## Selected text
+--

If I were shopping venues for a wedding (or really, just about any party in Denver), I'd likely overlook chain hotels -- not only do most of those settings induce flashbacks of awful corporate events, but I've also had some pretty terrible food from the catering arms of those joints, which are usually all about producing massive quantities of passable entrees for an army of people the chef must figure are just there to booze. (The servers must assume this, too, because whatever hospitality staff is on hand is usually listless and inattentive.)
Fortunately, the couple whose wedding I attended on Saturday night didn't share my snobbery.
The pair got married at JW Marriott, and not only did the ceremony and reception take place in a pleasant courtyard with an outdoor fire pit -- which is about as far from a conference hall as you can get -- but the event featured some of the best wedding food I've had, period.

+--

## Entries provided
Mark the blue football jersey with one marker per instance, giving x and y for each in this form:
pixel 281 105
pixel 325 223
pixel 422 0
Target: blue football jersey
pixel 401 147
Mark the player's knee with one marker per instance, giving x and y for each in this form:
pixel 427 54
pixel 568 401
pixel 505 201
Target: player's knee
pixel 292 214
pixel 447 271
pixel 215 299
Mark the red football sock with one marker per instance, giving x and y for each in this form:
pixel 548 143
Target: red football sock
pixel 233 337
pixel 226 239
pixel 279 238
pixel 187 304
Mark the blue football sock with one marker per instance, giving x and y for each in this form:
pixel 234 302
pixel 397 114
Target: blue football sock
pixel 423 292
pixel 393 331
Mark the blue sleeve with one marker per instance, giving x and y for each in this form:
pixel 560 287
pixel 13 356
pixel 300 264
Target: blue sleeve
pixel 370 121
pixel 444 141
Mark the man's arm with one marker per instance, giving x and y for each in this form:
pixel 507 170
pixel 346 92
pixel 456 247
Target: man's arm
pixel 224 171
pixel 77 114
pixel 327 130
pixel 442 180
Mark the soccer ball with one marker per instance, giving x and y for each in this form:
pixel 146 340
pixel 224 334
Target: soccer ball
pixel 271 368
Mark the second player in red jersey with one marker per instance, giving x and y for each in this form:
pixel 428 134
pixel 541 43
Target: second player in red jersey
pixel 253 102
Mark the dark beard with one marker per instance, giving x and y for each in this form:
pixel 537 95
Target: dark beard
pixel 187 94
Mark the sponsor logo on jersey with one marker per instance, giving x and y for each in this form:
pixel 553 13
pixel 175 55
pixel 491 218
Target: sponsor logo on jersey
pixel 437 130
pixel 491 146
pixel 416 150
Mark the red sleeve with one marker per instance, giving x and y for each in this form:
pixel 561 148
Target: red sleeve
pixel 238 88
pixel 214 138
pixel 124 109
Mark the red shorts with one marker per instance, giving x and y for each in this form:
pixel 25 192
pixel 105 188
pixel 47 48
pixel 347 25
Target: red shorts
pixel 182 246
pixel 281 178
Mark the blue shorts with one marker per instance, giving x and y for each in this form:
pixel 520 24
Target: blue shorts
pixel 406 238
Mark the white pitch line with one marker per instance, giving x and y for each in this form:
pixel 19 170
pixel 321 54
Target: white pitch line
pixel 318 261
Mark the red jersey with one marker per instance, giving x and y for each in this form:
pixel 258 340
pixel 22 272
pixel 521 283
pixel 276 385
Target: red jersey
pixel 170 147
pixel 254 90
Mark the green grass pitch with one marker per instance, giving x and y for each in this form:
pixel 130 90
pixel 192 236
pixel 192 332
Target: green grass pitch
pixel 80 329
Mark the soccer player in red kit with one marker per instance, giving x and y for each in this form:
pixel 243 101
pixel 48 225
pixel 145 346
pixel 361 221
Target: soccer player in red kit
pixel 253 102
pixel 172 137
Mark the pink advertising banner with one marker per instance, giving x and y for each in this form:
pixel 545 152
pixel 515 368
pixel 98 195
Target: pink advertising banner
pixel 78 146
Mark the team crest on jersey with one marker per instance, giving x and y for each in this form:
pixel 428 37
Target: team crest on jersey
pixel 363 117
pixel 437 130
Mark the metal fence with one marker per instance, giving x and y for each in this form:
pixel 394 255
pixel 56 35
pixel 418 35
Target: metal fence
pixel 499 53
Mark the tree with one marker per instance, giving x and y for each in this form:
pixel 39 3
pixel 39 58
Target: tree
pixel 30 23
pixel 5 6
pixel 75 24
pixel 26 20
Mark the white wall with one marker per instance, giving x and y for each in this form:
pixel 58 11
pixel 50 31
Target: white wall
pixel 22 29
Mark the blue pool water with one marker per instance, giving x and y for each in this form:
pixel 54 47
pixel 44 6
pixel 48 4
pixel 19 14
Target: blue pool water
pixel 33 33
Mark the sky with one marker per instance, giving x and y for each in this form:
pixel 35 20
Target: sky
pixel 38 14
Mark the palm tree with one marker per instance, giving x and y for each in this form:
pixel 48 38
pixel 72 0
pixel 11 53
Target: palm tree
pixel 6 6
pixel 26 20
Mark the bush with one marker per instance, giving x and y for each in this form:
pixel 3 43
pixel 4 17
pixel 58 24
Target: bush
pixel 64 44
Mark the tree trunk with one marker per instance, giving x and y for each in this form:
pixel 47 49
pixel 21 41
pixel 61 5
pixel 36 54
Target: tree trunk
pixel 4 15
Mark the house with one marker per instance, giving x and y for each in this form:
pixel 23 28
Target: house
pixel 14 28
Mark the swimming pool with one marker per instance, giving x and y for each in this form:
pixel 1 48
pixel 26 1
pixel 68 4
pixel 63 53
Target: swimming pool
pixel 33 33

+--

## Assignment
Please carry on the account of the wedding at the JW Marriott in Denver, picking up after its last sentence.

## Reply
That was mostly evident in the entree choices, which were designed by Jeff Bolton, the executive chef of the hotel's restaurant, Second Home: supple slices of perfectly cooked halibut crowned a bed of rock shrimp risotto and garlic laced spinach; juicy slices of pork tenderloin topped cippolini onions and a nest of angel hair reminiscent of delicate macaroni and cheese. (Truth be told, I could have eaten a vat of that pasta myself and gone home totally fat and happy.)
Possibly even more impressive than the food? The service. One bartender memorized every guest's drink order (and had each person's drink waiting when he or she reached the front of the line). The team made serving over a hundred three-course dinners at the same time -- plus keeping water glasses full, diving for fallen napkins and refreshing bread baskets -- look like a graceful, choreographed dance. And the event coordinator who oversaw the party was on-hand the entire time to make sure nothing went wrong.
It was a hotel event meal that felt nothing like a hotel event meal -- which, in my book, is a very, very good thing.